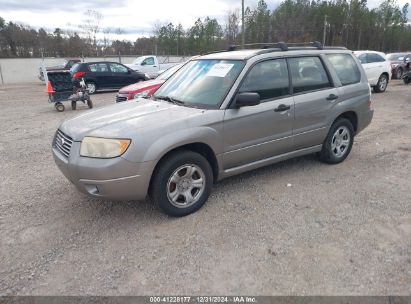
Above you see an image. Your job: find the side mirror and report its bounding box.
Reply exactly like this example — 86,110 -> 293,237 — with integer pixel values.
235,92 -> 260,108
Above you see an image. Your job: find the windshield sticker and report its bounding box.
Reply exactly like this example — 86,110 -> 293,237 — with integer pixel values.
206,63 -> 234,77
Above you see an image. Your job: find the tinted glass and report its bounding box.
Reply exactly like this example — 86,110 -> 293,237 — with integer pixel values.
157,64 -> 181,80
367,53 -> 385,63
327,54 -> 361,86
70,63 -> 81,75
387,54 -> 405,61
88,63 -> 108,73
143,57 -> 154,65
288,57 -> 331,93
110,63 -> 128,73
239,59 -> 290,101
154,59 -> 244,109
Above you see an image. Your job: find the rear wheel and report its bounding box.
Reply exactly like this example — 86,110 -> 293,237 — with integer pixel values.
374,74 -> 388,93
320,118 -> 354,164
54,102 -> 64,112
395,68 -> 403,79
150,151 -> 213,217
86,81 -> 97,94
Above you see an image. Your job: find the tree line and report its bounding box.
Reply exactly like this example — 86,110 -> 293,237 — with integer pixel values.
0,0 -> 411,57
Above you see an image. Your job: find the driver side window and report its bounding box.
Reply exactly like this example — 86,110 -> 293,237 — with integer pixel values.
143,57 -> 154,65
239,59 -> 290,102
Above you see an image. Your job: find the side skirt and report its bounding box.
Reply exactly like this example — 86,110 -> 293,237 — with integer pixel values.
218,145 -> 322,180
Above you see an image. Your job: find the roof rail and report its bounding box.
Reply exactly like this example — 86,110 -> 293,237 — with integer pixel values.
227,41 -> 324,52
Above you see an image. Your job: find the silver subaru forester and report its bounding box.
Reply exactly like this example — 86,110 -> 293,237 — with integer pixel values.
52,44 -> 373,216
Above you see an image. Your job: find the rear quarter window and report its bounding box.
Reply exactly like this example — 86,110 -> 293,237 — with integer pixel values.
327,54 -> 361,86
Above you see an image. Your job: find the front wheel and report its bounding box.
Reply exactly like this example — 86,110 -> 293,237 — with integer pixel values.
320,118 -> 354,164
374,74 -> 388,93
150,151 -> 213,217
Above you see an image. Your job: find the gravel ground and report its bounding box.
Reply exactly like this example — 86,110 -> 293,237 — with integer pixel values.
0,81 -> 411,295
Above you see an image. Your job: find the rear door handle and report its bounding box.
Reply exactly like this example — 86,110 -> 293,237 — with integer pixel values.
327,94 -> 338,100
274,104 -> 291,112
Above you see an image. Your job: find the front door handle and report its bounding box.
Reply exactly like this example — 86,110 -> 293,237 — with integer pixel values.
327,94 -> 338,100
274,104 -> 291,112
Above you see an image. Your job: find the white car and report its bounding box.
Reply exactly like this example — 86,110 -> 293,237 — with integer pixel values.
354,51 -> 391,93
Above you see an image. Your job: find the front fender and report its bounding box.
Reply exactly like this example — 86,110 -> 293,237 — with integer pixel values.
143,127 -> 223,162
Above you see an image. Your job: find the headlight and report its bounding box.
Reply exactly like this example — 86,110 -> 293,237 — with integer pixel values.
133,90 -> 150,99
80,137 -> 131,158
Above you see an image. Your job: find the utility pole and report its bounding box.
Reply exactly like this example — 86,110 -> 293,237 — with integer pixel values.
241,0 -> 245,48
323,15 -> 327,45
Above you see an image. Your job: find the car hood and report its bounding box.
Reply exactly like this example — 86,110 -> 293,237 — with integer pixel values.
60,98 -> 205,141
118,79 -> 164,94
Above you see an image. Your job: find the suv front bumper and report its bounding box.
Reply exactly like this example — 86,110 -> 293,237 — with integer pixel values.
53,142 -> 153,200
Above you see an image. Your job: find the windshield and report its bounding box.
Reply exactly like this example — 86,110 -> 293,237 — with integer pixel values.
70,63 -> 80,75
154,59 -> 244,109
132,57 -> 143,64
387,54 -> 405,61
157,64 -> 183,80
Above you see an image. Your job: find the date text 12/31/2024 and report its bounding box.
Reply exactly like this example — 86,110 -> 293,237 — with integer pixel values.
150,296 -> 257,303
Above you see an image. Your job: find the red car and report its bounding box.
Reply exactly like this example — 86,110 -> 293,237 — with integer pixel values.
116,64 -> 183,102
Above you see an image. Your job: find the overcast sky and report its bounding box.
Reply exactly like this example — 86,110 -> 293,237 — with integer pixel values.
0,0 -> 407,40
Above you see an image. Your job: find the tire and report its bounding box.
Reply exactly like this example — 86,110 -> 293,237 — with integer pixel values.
395,68 -> 403,79
54,102 -> 64,112
374,74 -> 388,93
320,118 -> 354,164
86,81 -> 97,95
149,150 -> 213,217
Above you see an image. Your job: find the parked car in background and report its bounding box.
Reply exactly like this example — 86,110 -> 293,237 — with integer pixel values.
52,43 -> 373,216
116,64 -> 183,102
387,53 -> 411,79
70,61 -> 150,94
126,55 -> 181,78
38,58 -> 81,81
354,51 -> 391,93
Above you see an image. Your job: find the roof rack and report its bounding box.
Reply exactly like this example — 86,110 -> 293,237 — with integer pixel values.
227,41 -> 324,52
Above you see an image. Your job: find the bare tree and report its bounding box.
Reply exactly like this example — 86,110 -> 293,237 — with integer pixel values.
79,10 -> 103,55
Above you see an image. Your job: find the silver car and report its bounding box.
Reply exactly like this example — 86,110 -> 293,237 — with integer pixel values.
52,45 -> 373,216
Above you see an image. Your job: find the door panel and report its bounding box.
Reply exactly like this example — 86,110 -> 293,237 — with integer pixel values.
288,56 -> 339,150
293,88 -> 339,150
88,63 -> 111,88
109,63 -> 132,88
223,97 -> 294,169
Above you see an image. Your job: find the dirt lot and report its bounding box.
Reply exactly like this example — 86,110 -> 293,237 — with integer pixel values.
0,82 -> 411,295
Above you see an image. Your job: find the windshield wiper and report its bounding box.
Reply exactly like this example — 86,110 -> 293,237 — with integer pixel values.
155,96 -> 184,105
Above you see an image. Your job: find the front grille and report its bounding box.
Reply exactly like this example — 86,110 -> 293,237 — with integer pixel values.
53,130 -> 73,158
116,95 -> 127,102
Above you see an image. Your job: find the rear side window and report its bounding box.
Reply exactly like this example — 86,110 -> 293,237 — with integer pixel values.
239,59 -> 290,101
327,54 -> 361,86
367,53 -> 385,63
288,57 -> 331,93
143,57 -> 154,65
88,63 -> 108,72
110,63 -> 128,73
70,63 -> 81,74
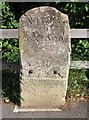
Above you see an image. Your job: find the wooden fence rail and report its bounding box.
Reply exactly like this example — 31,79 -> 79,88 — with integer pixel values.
0,61 -> 89,71
0,29 -> 89,71
0,29 -> 89,38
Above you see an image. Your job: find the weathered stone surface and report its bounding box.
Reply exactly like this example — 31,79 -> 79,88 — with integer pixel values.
19,6 -> 71,108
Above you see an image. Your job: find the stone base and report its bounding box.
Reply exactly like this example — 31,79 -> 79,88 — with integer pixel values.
21,78 -> 67,109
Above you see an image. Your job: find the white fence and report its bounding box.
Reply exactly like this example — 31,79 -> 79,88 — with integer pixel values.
0,29 -> 89,70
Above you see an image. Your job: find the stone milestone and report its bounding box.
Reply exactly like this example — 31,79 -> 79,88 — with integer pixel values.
19,6 -> 71,108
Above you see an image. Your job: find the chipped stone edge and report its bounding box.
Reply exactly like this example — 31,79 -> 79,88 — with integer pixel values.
13,105 -> 62,113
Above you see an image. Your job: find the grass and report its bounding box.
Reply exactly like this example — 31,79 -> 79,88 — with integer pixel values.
67,69 -> 89,98
2,70 -> 89,104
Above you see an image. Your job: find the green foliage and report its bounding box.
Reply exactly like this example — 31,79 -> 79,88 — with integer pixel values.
1,2 -> 19,62
1,71 -> 21,104
71,39 -> 89,60
0,0 -> 89,102
68,70 -> 89,97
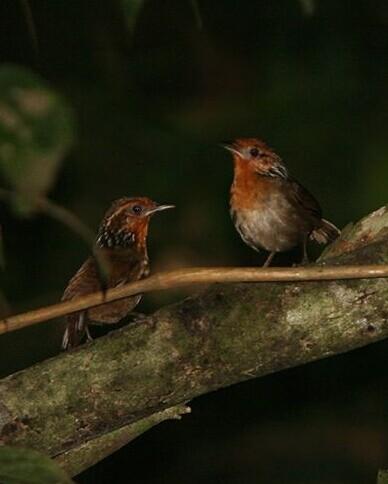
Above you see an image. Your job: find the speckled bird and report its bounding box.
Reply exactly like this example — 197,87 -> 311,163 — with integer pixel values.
223,138 -> 340,266
62,197 -> 173,350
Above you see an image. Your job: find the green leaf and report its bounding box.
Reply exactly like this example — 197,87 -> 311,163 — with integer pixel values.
0,446 -> 73,484
121,0 -> 144,33
377,469 -> 388,484
299,0 -> 315,15
0,64 -> 74,214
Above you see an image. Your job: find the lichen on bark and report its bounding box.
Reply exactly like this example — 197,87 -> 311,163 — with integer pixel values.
0,208 -> 388,470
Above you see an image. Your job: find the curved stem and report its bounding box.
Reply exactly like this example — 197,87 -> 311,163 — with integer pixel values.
0,264 -> 388,334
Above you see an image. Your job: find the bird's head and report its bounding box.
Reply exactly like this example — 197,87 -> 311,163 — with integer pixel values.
222,138 -> 288,178
96,197 -> 174,249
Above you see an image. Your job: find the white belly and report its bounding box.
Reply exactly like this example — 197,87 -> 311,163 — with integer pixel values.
232,197 -> 309,252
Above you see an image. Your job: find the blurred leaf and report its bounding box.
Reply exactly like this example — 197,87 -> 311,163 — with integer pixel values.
377,469 -> 388,484
299,0 -> 315,15
0,64 -> 74,211
0,446 -> 73,484
121,0 -> 144,33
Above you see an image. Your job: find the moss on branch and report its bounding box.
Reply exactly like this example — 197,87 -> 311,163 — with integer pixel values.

───

Requirement:
Can you quote the data above word for word, from the line with "Above you see an image. Your job: find the silver car" up to and including the line with "70,63 -> 81,74"?

Result of the task:
Above you see an image. Your job: find the silver car and report its bounding box.
Reply exactly like this example — 86,110 -> 293,237 — with integer pixel values.
52,45 -> 373,216
Above you see an image. Your job: find the door panel and report its bounding box.
Reply exactly like this example — 86,110 -> 293,237 — with integer pixel values.
288,56 -> 339,150
293,88 -> 339,150
88,63 -> 111,88
109,63 -> 132,88
223,97 -> 294,169
Above you see an image. Your job: find the dirt lot and report its bounding box.
Reply exactly like this example — 86,110 -> 293,237 — with integer pixel values.
0,82 -> 411,295
Above you see an image. Your job: find the windshield wiper and report its bounding box.
Reply exactly like this example — 86,110 -> 293,237 — with integer pixel values.
155,96 -> 184,105
Above you see an image. Your job: find the front grille and report its bounding box.
Reply exactly like this example — 86,110 -> 293,237 — with integer pixel values.
53,130 -> 73,158
116,95 -> 127,102
Above you see an image. Your job: find the rear side window and report its bounding box.
Reply exactly like this example — 86,110 -> 293,237 — with integer pixel values.
239,59 -> 290,101
327,54 -> 361,86
367,53 -> 385,63
288,57 -> 331,93
143,57 -> 154,65
88,63 -> 108,72
110,63 -> 128,73
70,63 -> 81,74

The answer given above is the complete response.